Point placement records:
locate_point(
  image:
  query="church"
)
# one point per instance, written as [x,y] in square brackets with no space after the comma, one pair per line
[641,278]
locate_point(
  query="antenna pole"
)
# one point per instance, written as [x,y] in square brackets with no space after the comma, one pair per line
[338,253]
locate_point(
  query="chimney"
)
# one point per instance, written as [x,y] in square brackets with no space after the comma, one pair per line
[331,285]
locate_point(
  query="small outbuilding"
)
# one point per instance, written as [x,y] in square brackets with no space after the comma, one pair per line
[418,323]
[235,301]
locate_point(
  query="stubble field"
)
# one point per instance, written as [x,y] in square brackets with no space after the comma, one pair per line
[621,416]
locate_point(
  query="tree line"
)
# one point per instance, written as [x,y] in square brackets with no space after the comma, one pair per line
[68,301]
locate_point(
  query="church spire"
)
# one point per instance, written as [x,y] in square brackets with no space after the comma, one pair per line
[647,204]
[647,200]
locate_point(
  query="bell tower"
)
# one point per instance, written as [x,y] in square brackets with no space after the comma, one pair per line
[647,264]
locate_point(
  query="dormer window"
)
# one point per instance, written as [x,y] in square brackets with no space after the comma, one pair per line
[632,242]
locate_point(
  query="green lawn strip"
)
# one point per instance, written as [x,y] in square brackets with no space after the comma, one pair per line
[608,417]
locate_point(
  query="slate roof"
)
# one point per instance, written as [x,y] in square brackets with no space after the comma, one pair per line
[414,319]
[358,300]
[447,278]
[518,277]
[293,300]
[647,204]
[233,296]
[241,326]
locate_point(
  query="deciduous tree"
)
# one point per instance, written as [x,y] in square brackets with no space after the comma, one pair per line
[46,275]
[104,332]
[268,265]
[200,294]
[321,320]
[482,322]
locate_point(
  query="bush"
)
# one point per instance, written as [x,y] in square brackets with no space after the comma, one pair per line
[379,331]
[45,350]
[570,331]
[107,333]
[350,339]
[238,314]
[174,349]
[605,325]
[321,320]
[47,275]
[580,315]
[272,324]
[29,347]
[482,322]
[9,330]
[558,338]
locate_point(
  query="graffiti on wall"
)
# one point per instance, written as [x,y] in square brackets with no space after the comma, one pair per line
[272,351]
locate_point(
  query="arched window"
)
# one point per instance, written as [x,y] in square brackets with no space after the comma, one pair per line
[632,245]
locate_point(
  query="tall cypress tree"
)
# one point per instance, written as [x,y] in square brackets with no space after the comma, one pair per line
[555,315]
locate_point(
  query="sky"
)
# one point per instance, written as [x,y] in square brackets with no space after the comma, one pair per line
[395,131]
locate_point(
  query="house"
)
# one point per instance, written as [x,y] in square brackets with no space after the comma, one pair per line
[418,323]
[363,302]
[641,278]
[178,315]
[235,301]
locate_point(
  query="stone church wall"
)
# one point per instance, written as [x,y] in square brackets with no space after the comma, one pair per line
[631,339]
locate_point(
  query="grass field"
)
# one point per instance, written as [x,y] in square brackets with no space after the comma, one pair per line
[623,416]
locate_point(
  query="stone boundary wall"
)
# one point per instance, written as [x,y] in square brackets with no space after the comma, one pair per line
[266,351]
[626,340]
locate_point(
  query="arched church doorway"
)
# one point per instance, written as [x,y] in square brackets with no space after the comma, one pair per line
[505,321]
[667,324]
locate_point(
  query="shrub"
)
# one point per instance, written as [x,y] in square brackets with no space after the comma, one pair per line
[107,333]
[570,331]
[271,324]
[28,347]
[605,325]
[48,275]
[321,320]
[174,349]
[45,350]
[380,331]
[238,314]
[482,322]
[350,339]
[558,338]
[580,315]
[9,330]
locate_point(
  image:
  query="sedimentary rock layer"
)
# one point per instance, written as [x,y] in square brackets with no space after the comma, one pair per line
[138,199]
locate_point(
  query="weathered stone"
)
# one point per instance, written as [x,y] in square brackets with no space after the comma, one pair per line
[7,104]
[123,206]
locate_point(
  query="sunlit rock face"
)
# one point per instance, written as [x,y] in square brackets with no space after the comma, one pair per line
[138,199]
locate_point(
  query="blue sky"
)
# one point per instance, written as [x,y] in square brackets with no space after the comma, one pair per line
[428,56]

*AIM*: Select every line of the records above that contains the word "arched", and copy each one out.

*OUTPUT FOR THIS EXERCISE*:
  query="arched window"
  query="arched church doorway"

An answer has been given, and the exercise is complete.